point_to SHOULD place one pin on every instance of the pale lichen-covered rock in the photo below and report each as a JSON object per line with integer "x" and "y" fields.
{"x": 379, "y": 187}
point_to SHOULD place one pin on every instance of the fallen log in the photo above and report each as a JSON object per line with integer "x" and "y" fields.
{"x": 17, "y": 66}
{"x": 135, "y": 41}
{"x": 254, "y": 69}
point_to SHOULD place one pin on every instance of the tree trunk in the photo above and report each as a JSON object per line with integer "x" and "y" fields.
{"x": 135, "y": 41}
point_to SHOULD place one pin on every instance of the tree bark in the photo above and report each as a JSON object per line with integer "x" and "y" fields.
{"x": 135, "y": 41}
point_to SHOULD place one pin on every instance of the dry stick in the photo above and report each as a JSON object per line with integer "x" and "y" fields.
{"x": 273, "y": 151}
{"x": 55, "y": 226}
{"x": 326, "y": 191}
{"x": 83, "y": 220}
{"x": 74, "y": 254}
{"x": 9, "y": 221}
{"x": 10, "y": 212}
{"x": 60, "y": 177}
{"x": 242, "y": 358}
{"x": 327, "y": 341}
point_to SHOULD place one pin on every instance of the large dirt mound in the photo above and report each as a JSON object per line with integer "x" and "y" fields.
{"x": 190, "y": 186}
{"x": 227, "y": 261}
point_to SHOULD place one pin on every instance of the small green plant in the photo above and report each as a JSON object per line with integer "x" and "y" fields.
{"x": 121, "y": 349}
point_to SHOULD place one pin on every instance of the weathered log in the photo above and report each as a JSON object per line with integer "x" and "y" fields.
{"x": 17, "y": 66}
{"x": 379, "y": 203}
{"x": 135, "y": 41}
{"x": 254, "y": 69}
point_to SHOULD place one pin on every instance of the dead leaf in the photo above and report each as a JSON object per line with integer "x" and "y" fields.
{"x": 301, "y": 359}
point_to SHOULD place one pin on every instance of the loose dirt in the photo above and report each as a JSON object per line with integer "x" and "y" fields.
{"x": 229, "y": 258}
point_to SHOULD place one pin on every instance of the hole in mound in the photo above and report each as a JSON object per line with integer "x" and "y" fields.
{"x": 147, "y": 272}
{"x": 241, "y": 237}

###

§ SHORT PROBLEM: Repeat, word for word, the stretch of rows from the line containing "point_to SHOULD place one pin on every instance of the small" through the end of the rows.

§ ANSWER TO THE EXERCISE:
point_to SHOULD place one pin on every instance of the small green plant in the photo above and report each as a JSON object per line with integer "x" and "y" fields.
{"x": 121, "y": 349}
point_to SHOULD place one pin on every instance of the weathered log in the photo above and report each as a JSON object per line with integer "x" and "y" fields.
{"x": 17, "y": 66}
{"x": 379, "y": 203}
{"x": 135, "y": 41}
{"x": 254, "y": 69}
point_to SHOULD place one pin on every instance of the dead leaf in the photo above and report each as a JSON object per line with integer "x" and "y" fields.
{"x": 301, "y": 359}
point_to SHOULD place one pin on every instance of the loose dirt in the photo above and report each as a JSON object per line with integer "x" and "y" fields.
{"x": 229, "y": 258}
point_to SHOULD place one pin on every instance of the hole in mound in the photo above and report each as a JSON object per line with integer "x" and "y" fields.
{"x": 147, "y": 272}
{"x": 241, "y": 237}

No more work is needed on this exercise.